**Dataset content:**
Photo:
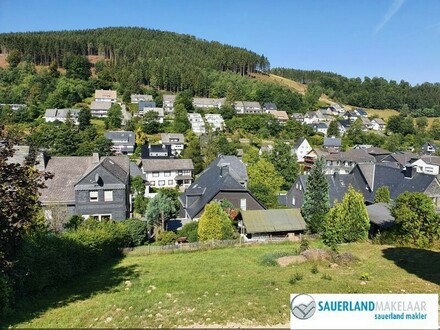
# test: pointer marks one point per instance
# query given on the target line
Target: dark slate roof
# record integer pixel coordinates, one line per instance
(272, 221)
(332, 142)
(380, 214)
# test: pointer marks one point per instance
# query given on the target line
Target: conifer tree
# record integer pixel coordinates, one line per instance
(316, 197)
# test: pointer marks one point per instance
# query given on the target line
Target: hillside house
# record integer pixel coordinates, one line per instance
(225, 178)
(301, 148)
(197, 123)
(90, 186)
(105, 96)
(100, 108)
(208, 103)
(123, 141)
(168, 103)
(378, 124)
(248, 107)
(175, 140)
(136, 98)
(215, 121)
(168, 173)
(52, 115)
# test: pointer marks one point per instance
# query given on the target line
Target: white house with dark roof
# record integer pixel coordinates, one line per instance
(52, 115)
(102, 95)
(175, 140)
(100, 108)
(136, 98)
(168, 173)
(301, 148)
(216, 121)
(123, 141)
(197, 123)
(168, 103)
(90, 186)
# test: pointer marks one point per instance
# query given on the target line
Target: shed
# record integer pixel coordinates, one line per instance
(276, 222)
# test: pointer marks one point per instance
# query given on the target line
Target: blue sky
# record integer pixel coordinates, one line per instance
(395, 39)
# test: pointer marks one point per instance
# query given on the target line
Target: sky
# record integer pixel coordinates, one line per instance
(394, 39)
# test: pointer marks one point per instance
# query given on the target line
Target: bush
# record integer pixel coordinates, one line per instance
(48, 259)
(166, 238)
(189, 231)
(137, 231)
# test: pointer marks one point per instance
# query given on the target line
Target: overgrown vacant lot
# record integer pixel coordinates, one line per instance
(223, 286)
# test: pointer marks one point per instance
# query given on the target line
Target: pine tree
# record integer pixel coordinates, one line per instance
(316, 198)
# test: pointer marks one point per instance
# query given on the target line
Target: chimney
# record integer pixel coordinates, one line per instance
(95, 158)
(409, 171)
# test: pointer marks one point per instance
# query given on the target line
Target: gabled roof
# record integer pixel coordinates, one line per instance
(156, 165)
(272, 221)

**Your instructions:**
Retype each line of the listing above word for word. Exclude the pictures.

**Output below:**
Photo:
# test: pointer marks one point per instance
# query given on the target line
Target: dark slate roof
# record integer pixel coordinates, one line per instance
(272, 221)
(332, 142)
(380, 214)
# test: pointer marks one point per instance
# query given on the target line
Target: conifer tree
# record integer pixel coordinates, one line per instance
(316, 197)
# test: pointer marks one point per instance
# query given on the target line
Target: hillside house
# record integer pixel coordinates, one line per instance
(225, 178)
(301, 148)
(197, 123)
(90, 186)
(105, 96)
(100, 108)
(208, 103)
(123, 141)
(168, 103)
(378, 124)
(248, 107)
(175, 140)
(136, 98)
(215, 121)
(168, 173)
(52, 115)
# test: pointer marks one point per instance
# query given on the target line
Target: white house with dark roof
# record integer pixel coordinates, one line per instance
(52, 115)
(102, 95)
(175, 140)
(100, 108)
(136, 98)
(168, 173)
(301, 148)
(216, 121)
(123, 141)
(197, 123)
(168, 103)
(90, 186)
# test: pointer marks one point per instance
# query given on the target line
Target: shed
# record integer pixel coordinates, one line per instance
(276, 222)
# test: pointer marks one point per instance
# query given on the target line
Target: blue sky
# record integer pixel coordinates, one line per instance
(395, 39)
# test: pointer marks one point per instance
# query given on the target line
Target: sky
# record integer pixel coordinates, one line per instance
(394, 39)
# test: pointer marks one point per instance
# query given on the target line
Target: bush
# record integer pixel coordinates, one line per instance
(48, 259)
(166, 238)
(189, 231)
(137, 231)
# test: pointer marks one point per instance
# query given on the target line
Target: overgrown vacant lot
# record integer pixel coordinates, one line per instance
(223, 286)
# test: pointer marks one point per instance
# query given on the target line
Target: pine tree
# record integer pixel coordinates, one line per instance
(316, 198)
# test: pointer marks one point per instance
# query given on the target line
Target: chimney
# record integer pixel coordinates, one line per instance
(95, 158)
(409, 171)
# test: pointer marks one point per instance
# query given on the target line
Target: gabled roof
# record integer pixel coordinates, one line per instance
(156, 165)
(272, 221)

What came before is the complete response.